[Dataset excerpts Boundary: Start]

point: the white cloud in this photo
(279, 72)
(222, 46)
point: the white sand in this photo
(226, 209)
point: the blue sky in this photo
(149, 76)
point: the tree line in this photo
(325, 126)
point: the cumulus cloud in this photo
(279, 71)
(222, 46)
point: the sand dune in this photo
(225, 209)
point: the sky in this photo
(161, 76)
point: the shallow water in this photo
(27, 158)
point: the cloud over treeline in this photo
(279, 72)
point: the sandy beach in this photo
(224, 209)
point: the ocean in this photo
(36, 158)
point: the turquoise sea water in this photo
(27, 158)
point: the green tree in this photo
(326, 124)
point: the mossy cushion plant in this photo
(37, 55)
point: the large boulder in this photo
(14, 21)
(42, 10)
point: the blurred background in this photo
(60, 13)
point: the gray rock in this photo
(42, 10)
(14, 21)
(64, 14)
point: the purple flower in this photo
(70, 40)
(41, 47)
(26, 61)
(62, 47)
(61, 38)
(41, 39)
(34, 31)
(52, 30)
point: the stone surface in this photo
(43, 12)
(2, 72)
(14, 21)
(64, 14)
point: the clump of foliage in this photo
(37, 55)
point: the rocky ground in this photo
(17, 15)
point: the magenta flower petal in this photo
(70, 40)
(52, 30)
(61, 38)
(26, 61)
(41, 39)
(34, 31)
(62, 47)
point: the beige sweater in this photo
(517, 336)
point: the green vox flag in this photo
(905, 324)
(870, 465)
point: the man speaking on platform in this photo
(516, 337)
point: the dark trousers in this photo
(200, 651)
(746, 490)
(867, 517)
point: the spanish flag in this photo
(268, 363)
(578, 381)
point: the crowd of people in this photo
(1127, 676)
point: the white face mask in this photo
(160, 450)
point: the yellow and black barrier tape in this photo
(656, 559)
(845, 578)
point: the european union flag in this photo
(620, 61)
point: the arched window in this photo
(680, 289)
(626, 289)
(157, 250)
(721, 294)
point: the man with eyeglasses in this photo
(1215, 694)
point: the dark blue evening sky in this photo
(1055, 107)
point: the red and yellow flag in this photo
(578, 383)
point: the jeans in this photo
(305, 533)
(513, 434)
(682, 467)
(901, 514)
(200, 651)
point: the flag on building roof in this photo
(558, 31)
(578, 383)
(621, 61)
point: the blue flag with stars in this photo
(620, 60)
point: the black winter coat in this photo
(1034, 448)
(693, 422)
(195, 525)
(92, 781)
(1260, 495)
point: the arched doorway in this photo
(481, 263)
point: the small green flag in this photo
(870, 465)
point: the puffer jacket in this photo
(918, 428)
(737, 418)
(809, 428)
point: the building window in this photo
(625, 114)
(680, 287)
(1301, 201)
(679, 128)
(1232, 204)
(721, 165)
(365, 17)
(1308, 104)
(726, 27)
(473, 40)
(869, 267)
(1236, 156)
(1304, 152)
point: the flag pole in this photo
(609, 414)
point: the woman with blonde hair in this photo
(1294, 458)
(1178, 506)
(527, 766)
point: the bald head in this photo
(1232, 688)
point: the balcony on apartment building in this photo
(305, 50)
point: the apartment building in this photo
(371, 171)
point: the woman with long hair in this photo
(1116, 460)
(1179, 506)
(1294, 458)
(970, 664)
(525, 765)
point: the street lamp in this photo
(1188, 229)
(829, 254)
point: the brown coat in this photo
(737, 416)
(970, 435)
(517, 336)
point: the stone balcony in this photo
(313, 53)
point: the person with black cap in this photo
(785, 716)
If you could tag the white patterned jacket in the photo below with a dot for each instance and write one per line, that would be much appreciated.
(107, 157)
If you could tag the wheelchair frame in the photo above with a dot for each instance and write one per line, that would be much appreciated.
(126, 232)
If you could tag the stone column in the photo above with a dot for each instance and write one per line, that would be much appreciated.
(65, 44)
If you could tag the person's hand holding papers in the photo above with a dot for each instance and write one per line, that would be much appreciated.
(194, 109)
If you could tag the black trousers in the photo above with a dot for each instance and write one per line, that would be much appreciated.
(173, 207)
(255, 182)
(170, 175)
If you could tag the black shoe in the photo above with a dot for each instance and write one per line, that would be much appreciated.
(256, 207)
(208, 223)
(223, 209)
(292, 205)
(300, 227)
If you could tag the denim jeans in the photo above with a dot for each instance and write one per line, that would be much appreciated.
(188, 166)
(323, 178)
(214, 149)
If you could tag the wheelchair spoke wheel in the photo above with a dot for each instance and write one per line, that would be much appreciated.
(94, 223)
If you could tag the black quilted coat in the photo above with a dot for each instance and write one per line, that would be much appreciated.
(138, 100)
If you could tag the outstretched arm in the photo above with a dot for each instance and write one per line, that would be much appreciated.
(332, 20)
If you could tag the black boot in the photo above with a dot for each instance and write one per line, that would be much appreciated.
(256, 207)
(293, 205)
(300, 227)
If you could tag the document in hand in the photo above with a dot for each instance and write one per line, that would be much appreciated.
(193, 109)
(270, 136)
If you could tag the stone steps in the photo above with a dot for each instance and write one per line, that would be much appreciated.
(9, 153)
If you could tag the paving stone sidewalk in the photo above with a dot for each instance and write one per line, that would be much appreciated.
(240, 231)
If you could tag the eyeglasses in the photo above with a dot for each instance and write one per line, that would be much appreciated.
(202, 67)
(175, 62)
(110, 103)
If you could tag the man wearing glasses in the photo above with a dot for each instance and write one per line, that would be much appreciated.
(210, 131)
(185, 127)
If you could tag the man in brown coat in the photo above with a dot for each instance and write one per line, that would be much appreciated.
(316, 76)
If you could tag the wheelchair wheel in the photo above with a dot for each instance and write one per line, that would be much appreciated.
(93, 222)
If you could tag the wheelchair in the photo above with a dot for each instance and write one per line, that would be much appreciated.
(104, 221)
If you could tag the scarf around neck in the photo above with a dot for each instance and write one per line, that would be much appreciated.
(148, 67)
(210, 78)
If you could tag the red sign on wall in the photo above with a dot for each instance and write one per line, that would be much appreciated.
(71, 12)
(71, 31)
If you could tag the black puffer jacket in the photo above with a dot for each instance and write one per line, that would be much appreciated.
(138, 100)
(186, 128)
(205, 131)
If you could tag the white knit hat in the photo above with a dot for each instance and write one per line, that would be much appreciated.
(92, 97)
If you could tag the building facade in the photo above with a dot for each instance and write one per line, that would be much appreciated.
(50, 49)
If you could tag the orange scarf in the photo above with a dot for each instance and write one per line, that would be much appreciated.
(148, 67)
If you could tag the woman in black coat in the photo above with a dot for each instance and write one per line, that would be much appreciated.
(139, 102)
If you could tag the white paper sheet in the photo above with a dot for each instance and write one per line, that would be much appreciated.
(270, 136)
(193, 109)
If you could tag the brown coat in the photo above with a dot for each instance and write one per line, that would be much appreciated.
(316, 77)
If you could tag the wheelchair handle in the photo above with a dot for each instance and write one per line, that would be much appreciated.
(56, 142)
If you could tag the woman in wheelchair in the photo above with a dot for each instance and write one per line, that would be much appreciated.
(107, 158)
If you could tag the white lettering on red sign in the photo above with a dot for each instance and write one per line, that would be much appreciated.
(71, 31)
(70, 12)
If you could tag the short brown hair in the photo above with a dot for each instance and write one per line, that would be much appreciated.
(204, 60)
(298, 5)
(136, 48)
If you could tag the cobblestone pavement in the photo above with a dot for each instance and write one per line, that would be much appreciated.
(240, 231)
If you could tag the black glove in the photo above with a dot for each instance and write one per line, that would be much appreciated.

[Dataset excerpts Boundary: End]

Preserving every character, copy the records above out again.

point: the white cloud in this photo
(279, 72)
(222, 46)
point: the white sand in this photo
(226, 209)
point: the blue sky in this photo
(149, 76)
point: the tree line in this photo
(325, 126)
point: the cumulus cloud in this photo
(279, 71)
(222, 46)
point: the sand dune in this photo
(225, 209)
point: the sky in this photo
(161, 76)
point: the shallow water in this photo
(27, 158)
point: the cloud over treeline in this photo
(279, 72)
point: the sandy beach in this photo
(224, 209)
point: the ocean in this photo
(36, 158)
point: the turquoise sea water in this photo
(27, 158)
point: the green tree in this photo
(326, 124)
point: the mossy cushion plant in this photo
(37, 55)
point: the large boulder in this photo
(14, 21)
(42, 10)
point: the blurred background in this photo
(60, 13)
point: the gray rock in this photo
(42, 10)
(14, 21)
(64, 14)
point: the purple flower in this photo
(70, 40)
(41, 47)
(26, 61)
(62, 47)
(61, 38)
(41, 39)
(34, 31)
(52, 30)
point: the stone surface in this photo
(43, 12)
(2, 72)
(14, 21)
(64, 14)
point: the clump of foliage in this photo
(37, 55)
point: the rocky ground in this photo
(17, 15)
point: the magenta flower petal in this photo
(70, 40)
(52, 30)
(61, 38)
(26, 61)
(41, 39)
(34, 31)
(62, 47)
point: the beige sweater in this photo
(517, 336)
point: the green vox flag in this photo
(905, 324)
(870, 465)
point: the man speaking on platform in this photo
(516, 337)
point: the dark trousers in this photo
(200, 651)
(746, 490)
(867, 517)
point: the spanish flag in this photo
(268, 363)
(578, 381)
point: the crowd of people in this photo
(1127, 676)
point: the white face mask in this photo
(160, 450)
point: the yellow and black barrier tape in this photo
(656, 559)
(845, 578)
point: the european union flag in this photo
(620, 61)
point: the arched window in this photo
(680, 289)
(626, 289)
(157, 250)
(721, 294)
point: the man with eyeglasses in this photo
(1215, 694)
point: the dark blue evening sky in this photo
(1055, 107)
point: the red and yellow flag in this photo
(578, 383)
point: the jeans in this photo
(305, 533)
(513, 434)
(682, 467)
(901, 514)
(200, 651)
point: the flag on building roof in this photo
(558, 31)
(578, 383)
(621, 61)
point: the blue flag with stars in this photo
(620, 60)
point: the black winter coat in this photo
(1034, 448)
(693, 422)
(195, 525)
(92, 781)
(1260, 495)
point: the arched doorway in this photo
(481, 263)
point: the small green flag in this photo
(870, 465)
point: the puffer jacket in this photo
(918, 428)
(737, 418)
(809, 428)
point: the building window in this photo
(625, 114)
(680, 287)
(1301, 201)
(679, 128)
(1232, 204)
(721, 165)
(365, 17)
(1308, 104)
(726, 27)
(473, 40)
(869, 267)
(1236, 156)
(1304, 152)
point: the flag pole in this photo
(609, 414)
point: the woman with blonde hair in this photo
(1294, 458)
(1178, 506)
(527, 766)
point: the bald head in this photo
(1232, 688)
point: the balcony on apartment building in this photo
(305, 50)
point: the apartment building in this photo
(371, 171)
point: the woman with long hair in this photo
(1116, 460)
(1179, 506)
(1294, 458)
(970, 664)
(525, 765)
point: the street lamp in this photo
(1188, 229)
(829, 254)
point: the brown coat in this photo
(737, 416)
(970, 435)
(517, 336)
point: the stone balcony in this photo
(313, 53)
point: the person with black cap in this photo
(785, 716)
If you could tag the white patterned jacket in the photo below with a dot for each instance and write one per line, that would be much appreciated.
(107, 157)
If you could tag the wheelchair frame in the photo above with a dot for each instance and write one per line, that would be much appreciated.
(126, 232)
If you could tag the stone column in the photo above with a dot for each instance and write one per line, that would be much appreciated.
(65, 44)
If you could tag the person's hand holding papers in the photo above with a dot for each instance and write one per line, that would be much appreciated.
(194, 109)
If you could tag the black trousers in the photo above with a dot for each instance and write one per line, that would be much appreciated.
(173, 207)
(255, 182)
(170, 175)
If you could tag the black shoe in the photo above with a dot for each instance and write one per line, that would be much appreciated.
(256, 207)
(208, 223)
(223, 209)
(292, 205)
(300, 227)
If you could tag the denim jeans in the photo above with a dot for each instance and write one per line, that would be much appreciated.
(188, 166)
(323, 178)
(214, 149)
If you could tag the wheelchair spoke wheel in the photo above with a dot for each instance and write one per line, that would be much appreciated.
(94, 223)
If you could tag the black quilted coat in the photo above with a dot for each instance and write one per line, that would be much appreciated.
(138, 100)
If you could tag the outstretched arm in the photo above with a dot for each instance and write one per line, that would be much appreciated.
(332, 20)
If you could tag the black boot in the photo above with a dot for each instance and write one per line, that would be much appreciated.
(256, 207)
(293, 205)
(300, 227)
If you could tag the document in hand in the photo above with a dot for each instance and write one per line, that would be much appreciated.
(193, 109)
(270, 136)
If you could tag the stone steps in the photo above with a dot for each instance and write one per line, that would be much appreciated.
(9, 153)
If you could tag the paving stone sidewalk in the photo above with a dot for each instance and write one per line, that would be much appreciated.
(240, 231)
If you could tag the eyeglasses in the photo above with a dot for each instance and write one per line, that would be much appreciated.
(202, 67)
(175, 62)
(110, 103)
If you could tag the man wearing glasses in the photo above with a dot for each instance and write one per line, that would be much appreciated.
(210, 131)
(185, 127)
If you could tag the man in brown coat in the photo above with a dot for each instance and write one per line, that would be much appreciated.
(316, 76)
If you could tag the wheelchair wheel in the photo above with a dot for each instance and write one per line, that would be much appreciated.
(93, 222)
If you could tag the wheelchair in the photo above with a dot for each instance and write one per line, that would be much appreciated.
(104, 221)
If you could tag the scarf around neck in the photo above with a dot for each instance and write one per line, that would be much appreciated.
(148, 67)
(210, 78)
If you could tag the red sign on wall in the photo above with a dot for each instance and write one per line, that would be much appreciated.
(71, 12)
(71, 31)
If you could tag the black puffer jacket in the photo above with a dot for each instance and write one per line, that would be much appreciated.
(138, 100)
(186, 128)
(205, 131)
If you could tag the white knit hat in the photo above with a dot for each instance and write one per line, that would be much appreciated.
(92, 97)
If you could tag the building facade in the photo above with a dot for each instance and write one per line, that would be much appreciated.
(50, 49)
If you could tag the orange scarf in the photo above with a dot for each instance and write one per line, that would be much appreciated.
(148, 67)
If you could tag the woman in black coat in the photo above with a dot for each instance and write one per line, that would be much appreciated.
(139, 102)
If you could tag the white paper sheet in the photo above with a dot for each instance and write one per line, that would be much appreciated.
(270, 136)
(193, 109)
If you could tag the brown coat in the photo above with a dot for each instance and write one per line, that would be much appreciated.
(316, 77)
If you could tag the wheelchair handle in the photo above with a dot for each instance and write one per line, that would be much appreciated.
(56, 142)
If you could tag the woman in wheelchair in the photo above with a dot for each instance and write one per line, that would be much appreciated.
(107, 158)
If you could tag the white lettering on red sign in the photo above with a dot for each instance and write one per line, that would be much appreciated.
(71, 31)
(70, 12)
If you could tag the short brown hair in the photo above with a dot for each instance and write one per line, that would be much appreciated.
(204, 60)
(298, 5)
(136, 48)
If you could tag the cobblestone pavement in the photo above with a dot for each instance and write one per line, that would be much appreciated.
(240, 231)
If you could tag the black glove in the photo above with a dot for each instance and write one per line, that would be much appreciated.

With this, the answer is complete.